## [Texte du document]

#####

Proche-Orient, Ukraine... Les chocs à répétition font tanguer le commerce mondial

Proche-Orient, Ukraine... Les chocs à répétition font tanguer le commerce mondial

Les années passent et les crises s'accumulent sur le commerce international, affecté après la pandémie et la guerre en Ukraine par les risques d'un embrasement au Proche-Orient qui le fragilisent tout en lui imposant de redessiner ses routes.
 

La croissance des échanges internationaux devrait être inférieure à celle du PIB mondial dans les dix prochaines années, a montré lundi une étude du Boston Consulting Group (BCG), soit "un revirement majeur par rapport à la tendance observée depuis la fin de la Guerre froide" selon le cabinet de conseil.

Cette situation survient après trois années de remise en question profonde du fonctionnement même de la mondialisation, sur fond de crises internationales majeures et de flambée inflationniste.

#####

## [Données fournies]
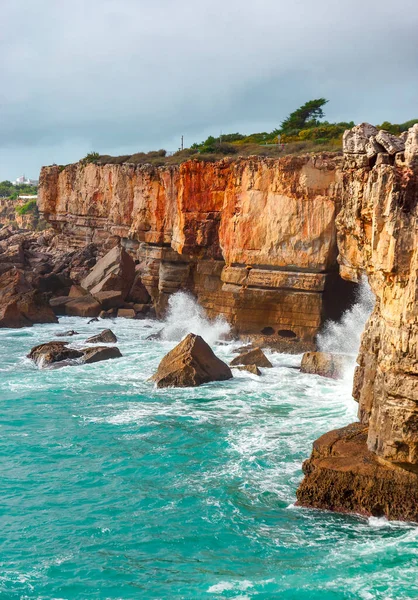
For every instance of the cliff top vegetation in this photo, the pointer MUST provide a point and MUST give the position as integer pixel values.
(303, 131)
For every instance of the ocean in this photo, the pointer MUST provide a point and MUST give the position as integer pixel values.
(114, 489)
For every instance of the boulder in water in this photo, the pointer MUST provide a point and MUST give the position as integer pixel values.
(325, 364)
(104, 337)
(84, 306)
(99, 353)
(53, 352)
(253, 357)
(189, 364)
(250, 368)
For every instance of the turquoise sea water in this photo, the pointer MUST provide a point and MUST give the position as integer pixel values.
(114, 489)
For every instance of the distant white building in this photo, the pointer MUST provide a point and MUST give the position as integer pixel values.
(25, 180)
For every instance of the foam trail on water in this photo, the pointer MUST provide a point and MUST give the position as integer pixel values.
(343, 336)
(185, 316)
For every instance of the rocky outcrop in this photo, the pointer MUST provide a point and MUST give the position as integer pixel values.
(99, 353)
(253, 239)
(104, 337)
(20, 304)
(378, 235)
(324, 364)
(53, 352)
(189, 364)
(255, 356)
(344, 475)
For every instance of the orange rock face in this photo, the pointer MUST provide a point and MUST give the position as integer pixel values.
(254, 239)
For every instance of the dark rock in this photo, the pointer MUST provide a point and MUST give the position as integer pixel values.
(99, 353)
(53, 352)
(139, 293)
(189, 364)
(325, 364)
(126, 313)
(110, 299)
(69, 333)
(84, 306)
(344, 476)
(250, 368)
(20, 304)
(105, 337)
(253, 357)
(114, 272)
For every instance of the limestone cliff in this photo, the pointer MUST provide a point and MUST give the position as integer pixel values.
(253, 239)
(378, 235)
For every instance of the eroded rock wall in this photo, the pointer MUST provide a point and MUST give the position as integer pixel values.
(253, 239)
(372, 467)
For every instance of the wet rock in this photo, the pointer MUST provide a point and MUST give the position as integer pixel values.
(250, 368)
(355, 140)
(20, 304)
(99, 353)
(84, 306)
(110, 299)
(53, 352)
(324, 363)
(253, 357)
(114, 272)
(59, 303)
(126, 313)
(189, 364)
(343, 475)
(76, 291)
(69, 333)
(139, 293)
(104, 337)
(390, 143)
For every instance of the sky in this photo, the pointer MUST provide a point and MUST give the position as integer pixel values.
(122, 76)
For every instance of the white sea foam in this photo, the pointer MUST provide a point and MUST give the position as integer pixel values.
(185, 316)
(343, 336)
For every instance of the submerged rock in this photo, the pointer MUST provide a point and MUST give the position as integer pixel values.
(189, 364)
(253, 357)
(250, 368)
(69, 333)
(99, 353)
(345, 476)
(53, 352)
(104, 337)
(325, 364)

#####

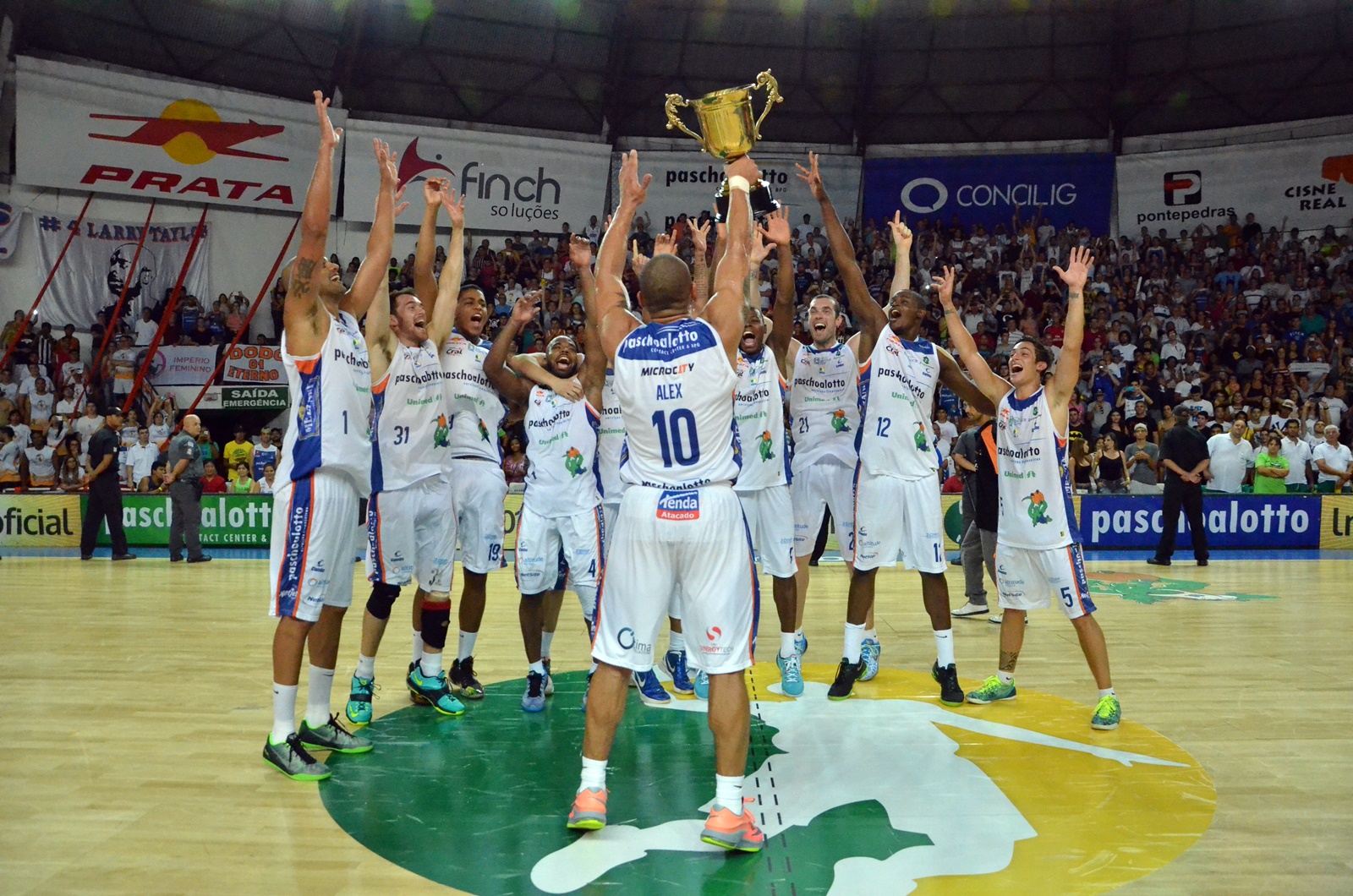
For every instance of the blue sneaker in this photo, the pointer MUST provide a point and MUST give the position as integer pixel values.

#####

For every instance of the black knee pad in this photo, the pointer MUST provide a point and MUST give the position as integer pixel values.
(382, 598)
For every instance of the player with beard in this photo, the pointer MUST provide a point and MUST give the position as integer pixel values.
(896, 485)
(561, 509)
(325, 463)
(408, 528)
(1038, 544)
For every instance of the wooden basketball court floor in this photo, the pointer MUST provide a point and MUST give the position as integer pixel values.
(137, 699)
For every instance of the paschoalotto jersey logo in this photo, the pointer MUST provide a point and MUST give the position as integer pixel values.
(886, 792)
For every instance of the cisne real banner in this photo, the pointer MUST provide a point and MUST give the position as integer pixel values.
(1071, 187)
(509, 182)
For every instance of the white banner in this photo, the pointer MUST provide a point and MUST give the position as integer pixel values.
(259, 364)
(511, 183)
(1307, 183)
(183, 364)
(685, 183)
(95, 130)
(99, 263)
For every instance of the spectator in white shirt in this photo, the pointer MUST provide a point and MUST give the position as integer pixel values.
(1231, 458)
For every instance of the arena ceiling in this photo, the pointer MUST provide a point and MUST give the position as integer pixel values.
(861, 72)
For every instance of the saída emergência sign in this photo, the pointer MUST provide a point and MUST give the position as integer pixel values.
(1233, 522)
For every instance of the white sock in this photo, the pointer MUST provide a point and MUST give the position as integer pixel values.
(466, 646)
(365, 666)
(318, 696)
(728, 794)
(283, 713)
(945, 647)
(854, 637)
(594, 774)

#####

## [Consignes de l'exercice]
• 1. Répondez à ces questions sur l'article consacré au commerce mondial :
(a) Quel organisme a publié lundi une étude sur la croissance des échanges internationaux ?
(b) Depuis quelle époque la tendance dont l'étude marque le revirement est-elle observée ?
(c) Sur fond de quoi la mondialisation a-t-elle été remise en question ces trois dernières années ?
• 2. Recopiez le passage de l'article sur le commerce mondial en commençant à « Les années passent » et en finissant à « de flambée inflationniste. », et remplacez-y « lundi » par « mardi ».
• 3. Écrivez la suite de l'article sur le commerce mondial, à partir de sa dernière phrase.

## [Réponses par consigne]
• 1.
(a) Le Boston Consulting Group (BCG).
(b) Depuis la fin de la Guerre froide.
(c) Sur fond de crises internationales majeures et de flambée inflationniste.

• 2.
Les années passent et les crises s'accumulent sur le commerce international, affecté après la pandémie et la guerre en Ukraine par les risques d'un embrasement au Proche-Orient qui le fragilisent tout en lui imposant de redessiner ses routes.
 

La croissance des échanges internationaux devrait être inférieure à celle du PIB mondial dans les dix prochaines années, a montré mardi une étude du Boston Consulting Group (BCG), soit "un revirement majeur par rapport à la tendance observée depuis la fin de la Guerre froide" selon le cabinet de conseil.

Cette situation survient après trois années de remise en question profonde du fonctionnement même de la mondialisation, sur fond de crises internationales majeures et de flambée inflationniste.

• 3.
En 2020, la pandémie de Covid-19 avait très durement affecté les chaînes de distribution mondiales avec des navires stationnés durant des semaines au large des principaux ports mondiaux, étouffés par les pénuries de travailleurs et les contraintes sanitaires.

L'invasion russe de l'Ukraine en février 2022 est venue ensuite aggraver les tensions sur les chaînes d'approvisionnement et sur une inflation qui a franchi des niveaux sans précédent depuis cinquante ans.

Celle-ci reflue depuis plusieurs mois mais menace à nouveau de redécoller à mesure que les craintes géopolitiques se sont focalisées sur le Proche-Orient et le risque d'un embrasement régional, alertent plusieurs économistes.





A la guerre opposant Israël au Hamas palestinien se sont succédées des attaques de rebelles Houthis en mer Rouge qui empêchent les navires de transiter en paix par le canal de Suez, une des principales autoroutes mondiales par laquelle passe 12% du commerce mondial.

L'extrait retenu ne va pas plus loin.